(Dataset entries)

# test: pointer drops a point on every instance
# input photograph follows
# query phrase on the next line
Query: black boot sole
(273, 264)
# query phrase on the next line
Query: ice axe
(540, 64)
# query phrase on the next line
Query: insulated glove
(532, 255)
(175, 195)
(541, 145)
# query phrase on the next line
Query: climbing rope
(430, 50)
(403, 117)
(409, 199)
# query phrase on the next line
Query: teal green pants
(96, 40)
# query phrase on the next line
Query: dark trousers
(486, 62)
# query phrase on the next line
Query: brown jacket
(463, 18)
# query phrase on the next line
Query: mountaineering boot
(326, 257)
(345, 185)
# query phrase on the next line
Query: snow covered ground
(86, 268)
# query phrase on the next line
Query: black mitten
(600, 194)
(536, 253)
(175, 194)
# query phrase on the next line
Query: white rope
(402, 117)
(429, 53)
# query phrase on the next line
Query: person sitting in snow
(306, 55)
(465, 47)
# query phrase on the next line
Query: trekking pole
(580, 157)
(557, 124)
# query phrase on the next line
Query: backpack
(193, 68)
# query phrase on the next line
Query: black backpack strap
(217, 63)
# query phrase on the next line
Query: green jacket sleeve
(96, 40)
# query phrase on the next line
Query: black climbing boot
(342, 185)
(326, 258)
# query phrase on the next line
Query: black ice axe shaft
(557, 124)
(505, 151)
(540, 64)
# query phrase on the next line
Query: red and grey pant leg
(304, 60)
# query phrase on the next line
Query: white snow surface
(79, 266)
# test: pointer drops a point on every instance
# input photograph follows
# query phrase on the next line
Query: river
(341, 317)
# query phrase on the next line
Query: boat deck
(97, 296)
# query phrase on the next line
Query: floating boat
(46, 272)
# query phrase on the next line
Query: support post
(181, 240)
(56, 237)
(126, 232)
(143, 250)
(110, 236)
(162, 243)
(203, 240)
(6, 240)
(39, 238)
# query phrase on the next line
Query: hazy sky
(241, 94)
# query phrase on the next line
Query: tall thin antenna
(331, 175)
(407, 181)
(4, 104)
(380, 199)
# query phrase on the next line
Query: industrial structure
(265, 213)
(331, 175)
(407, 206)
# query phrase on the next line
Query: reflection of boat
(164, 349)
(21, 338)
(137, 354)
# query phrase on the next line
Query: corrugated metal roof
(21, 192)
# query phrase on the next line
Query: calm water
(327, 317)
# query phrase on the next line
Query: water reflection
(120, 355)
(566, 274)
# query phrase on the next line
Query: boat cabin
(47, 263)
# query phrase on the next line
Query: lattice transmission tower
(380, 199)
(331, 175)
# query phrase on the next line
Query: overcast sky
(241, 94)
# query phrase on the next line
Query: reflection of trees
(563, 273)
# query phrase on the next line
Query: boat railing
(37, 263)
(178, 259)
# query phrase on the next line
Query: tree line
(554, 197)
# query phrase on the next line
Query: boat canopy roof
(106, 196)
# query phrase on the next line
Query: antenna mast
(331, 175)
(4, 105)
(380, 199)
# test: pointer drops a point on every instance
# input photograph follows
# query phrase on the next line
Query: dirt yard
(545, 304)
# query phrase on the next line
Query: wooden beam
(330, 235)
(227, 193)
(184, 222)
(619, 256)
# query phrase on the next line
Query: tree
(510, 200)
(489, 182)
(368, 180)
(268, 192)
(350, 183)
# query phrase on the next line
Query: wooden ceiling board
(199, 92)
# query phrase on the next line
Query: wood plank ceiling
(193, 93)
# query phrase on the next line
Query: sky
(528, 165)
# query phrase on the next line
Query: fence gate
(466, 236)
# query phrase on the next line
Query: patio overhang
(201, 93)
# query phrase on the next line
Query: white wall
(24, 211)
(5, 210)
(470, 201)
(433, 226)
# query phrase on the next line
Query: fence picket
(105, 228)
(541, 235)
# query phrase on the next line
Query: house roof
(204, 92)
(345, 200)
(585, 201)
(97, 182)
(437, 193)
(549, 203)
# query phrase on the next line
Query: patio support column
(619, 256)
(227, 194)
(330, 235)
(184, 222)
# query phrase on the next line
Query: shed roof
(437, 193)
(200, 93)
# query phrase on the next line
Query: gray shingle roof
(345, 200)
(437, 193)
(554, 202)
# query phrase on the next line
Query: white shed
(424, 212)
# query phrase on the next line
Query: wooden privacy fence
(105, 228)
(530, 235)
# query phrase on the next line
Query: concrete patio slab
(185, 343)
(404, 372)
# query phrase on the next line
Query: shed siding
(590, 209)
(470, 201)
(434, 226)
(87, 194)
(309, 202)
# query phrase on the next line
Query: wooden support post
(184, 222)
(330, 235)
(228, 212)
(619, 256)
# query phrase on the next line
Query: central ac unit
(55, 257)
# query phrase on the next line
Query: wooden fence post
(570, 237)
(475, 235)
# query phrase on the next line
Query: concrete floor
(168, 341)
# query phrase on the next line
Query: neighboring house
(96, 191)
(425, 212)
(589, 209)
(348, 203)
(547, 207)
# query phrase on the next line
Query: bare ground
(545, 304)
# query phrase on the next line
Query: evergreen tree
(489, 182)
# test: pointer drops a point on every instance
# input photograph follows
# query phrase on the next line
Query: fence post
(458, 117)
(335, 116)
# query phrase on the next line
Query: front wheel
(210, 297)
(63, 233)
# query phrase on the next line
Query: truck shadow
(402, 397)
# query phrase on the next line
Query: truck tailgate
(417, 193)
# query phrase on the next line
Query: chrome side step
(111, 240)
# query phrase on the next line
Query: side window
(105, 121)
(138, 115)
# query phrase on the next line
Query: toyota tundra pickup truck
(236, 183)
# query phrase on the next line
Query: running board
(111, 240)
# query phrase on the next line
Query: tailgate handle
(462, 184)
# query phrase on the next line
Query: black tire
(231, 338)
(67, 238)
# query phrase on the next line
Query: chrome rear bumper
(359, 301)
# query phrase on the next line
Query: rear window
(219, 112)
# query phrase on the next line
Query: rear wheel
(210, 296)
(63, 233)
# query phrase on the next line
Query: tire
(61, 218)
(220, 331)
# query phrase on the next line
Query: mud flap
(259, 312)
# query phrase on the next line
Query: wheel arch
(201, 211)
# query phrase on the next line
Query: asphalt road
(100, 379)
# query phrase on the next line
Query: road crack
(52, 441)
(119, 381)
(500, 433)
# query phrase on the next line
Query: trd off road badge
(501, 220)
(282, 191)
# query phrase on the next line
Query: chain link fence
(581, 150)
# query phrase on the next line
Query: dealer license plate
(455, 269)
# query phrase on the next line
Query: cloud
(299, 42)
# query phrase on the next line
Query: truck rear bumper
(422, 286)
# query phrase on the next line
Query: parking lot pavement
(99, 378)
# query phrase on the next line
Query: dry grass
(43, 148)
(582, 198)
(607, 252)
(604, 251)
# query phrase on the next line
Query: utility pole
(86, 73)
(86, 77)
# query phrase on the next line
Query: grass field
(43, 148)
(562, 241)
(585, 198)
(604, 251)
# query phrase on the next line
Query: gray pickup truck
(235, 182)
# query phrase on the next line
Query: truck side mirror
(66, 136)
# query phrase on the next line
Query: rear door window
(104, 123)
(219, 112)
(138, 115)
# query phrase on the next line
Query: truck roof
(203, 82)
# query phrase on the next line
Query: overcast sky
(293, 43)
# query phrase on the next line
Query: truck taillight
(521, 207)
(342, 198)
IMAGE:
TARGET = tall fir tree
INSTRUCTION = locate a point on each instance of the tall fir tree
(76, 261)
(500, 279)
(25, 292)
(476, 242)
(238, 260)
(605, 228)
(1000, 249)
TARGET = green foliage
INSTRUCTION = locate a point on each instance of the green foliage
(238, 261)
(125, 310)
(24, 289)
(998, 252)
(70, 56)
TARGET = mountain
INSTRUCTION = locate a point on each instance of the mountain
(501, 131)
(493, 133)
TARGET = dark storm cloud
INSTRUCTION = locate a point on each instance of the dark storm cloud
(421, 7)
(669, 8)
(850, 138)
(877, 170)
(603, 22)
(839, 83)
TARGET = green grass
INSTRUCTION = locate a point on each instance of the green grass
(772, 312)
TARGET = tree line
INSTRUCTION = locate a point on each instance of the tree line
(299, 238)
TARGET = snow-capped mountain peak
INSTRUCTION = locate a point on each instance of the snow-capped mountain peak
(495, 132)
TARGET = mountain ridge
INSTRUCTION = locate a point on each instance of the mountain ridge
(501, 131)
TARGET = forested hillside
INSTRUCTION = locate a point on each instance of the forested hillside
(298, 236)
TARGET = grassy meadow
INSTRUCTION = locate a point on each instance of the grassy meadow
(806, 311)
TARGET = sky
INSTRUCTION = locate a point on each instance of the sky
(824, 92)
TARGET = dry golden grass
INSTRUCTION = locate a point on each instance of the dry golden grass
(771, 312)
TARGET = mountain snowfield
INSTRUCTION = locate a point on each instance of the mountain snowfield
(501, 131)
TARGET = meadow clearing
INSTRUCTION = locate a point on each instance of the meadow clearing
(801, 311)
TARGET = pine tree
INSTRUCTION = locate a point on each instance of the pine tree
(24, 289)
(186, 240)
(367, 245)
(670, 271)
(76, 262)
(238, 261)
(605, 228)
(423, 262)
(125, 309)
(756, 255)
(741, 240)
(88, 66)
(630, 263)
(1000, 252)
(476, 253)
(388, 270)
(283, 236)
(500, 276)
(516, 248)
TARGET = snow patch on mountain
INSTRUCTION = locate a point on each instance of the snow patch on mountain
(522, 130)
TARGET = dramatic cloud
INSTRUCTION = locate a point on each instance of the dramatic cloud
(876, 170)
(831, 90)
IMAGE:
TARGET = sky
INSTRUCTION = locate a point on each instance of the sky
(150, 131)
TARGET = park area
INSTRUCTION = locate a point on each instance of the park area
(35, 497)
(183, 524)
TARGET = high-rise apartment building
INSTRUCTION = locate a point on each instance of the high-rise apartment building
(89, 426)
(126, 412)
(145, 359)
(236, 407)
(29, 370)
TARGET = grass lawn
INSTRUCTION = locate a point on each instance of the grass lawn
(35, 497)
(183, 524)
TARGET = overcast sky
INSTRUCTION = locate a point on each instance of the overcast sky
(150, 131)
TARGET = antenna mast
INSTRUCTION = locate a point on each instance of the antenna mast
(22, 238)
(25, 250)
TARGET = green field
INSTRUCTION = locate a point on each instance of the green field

## TASK ITEM
What is needed is a verbatim copy of every line in the records above from the one containing "Query: asphalt road" down to the one containing "TARGET = snow-capped mountain peak", both included, and nothing more.

## RESPONSE TO THIS EXERCISE
Query: asphalt road
(100, 379)
# query phrase on the next line
Query: road crack
(52, 441)
(119, 381)
(500, 433)
# query phrase on the next line
Query: trd off road badge
(501, 220)
(282, 191)
# query phrase on the next line
Query: chain link fence
(581, 150)
# query phrase on the next line
Query: dealer license plate
(455, 269)
# query phrase on the next line
Query: cloud
(299, 42)
# query phrase on the next line
Query: truck rear bumper
(422, 286)
# query phrase on the next line
Query: parking lot pavement
(99, 378)
# query phrase on the next line
Query: dry grass
(43, 148)
(582, 198)
(607, 252)
(604, 251)
# query phrase on the next line
Query: utility pole
(86, 73)
(86, 77)
# query phrase on the next line
Query: grass field
(43, 148)
(562, 241)
(585, 198)
(604, 251)
# query phrase on the next line
Query: gray pickup truck
(235, 182)
# query phrase on the next line
Query: truck side mirror
(66, 136)
# query phrase on the next line
Query: rear door window
(104, 123)
(219, 112)
(138, 115)
# query phrase on the next line
Query: truck roof
(203, 82)
# query phrase on the next line
Query: overcast sky
(293, 43)
# query phrase on the next line
Query: truck taillight
(521, 207)
(342, 198)
IMAGE:
TARGET = tall fir tree
INSTRUCTION = locate a point on each instance of the tall fir tree
(76, 261)
(500, 279)
(25, 292)
(476, 242)
(238, 260)
(605, 228)
(1000, 249)
TARGET = green foliage
INSTRUCTION = locate a point on each instance of the green foliage
(238, 261)
(125, 310)
(24, 289)
(998, 252)
(70, 56)
TARGET = mountain
INSTRUCTION = locate a point on each instance of the mountain
(501, 131)
(493, 133)
TARGET = dark storm cloud
INSTRUCTION = locate a point on each instance of the dark storm cloud
(421, 7)
(669, 8)
(850, 138)
(877, 170)
(603, 22)
(839, 83)
TARGET = green grass
INSTRUCTION = locate a point on each instance of the green grass
(772, 312)
TARGET = tree line
INSTRUCTION = locate a point on each instance of the tree line
(299, 238)
TARGET = snow-capped mountain peak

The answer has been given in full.